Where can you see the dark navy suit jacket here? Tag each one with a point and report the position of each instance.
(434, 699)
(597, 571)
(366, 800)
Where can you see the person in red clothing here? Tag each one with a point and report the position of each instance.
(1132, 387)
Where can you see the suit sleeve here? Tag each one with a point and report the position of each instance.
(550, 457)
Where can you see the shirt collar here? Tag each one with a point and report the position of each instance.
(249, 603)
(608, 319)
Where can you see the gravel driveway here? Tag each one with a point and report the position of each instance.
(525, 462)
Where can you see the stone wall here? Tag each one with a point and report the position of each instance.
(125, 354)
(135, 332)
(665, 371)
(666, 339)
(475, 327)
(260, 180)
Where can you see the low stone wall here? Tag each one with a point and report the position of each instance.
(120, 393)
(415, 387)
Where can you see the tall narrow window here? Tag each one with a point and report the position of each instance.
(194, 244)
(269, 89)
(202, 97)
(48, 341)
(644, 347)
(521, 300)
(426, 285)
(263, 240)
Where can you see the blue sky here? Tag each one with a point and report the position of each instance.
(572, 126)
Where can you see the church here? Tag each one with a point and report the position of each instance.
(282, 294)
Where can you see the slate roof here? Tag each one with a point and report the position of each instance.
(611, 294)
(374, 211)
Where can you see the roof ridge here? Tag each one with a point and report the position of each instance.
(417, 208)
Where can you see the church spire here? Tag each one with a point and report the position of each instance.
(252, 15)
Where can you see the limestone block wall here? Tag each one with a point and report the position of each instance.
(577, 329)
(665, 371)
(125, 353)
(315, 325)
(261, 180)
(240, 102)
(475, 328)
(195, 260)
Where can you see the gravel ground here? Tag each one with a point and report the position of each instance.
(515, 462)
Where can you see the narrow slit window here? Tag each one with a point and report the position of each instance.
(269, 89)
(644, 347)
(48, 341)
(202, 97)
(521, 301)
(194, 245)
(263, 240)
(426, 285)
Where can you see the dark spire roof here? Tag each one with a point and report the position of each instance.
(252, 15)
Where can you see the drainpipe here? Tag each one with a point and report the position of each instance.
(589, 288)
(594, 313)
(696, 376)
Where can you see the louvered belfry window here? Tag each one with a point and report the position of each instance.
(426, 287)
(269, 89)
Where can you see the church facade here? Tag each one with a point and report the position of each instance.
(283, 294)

▶ _Action item_
Print exactly the lines from the one with "Where can you see the louvered" through the last line of the material, including both, and no others.

▶ _Expected answer_
Where can you see the louvered belfry window here? Tag each one with a point and report the position of each instance.
(426, 287)
(269, 89)
Where can you see the church facade here? Tag each one with a point and report the position of each instance.
(283, 294)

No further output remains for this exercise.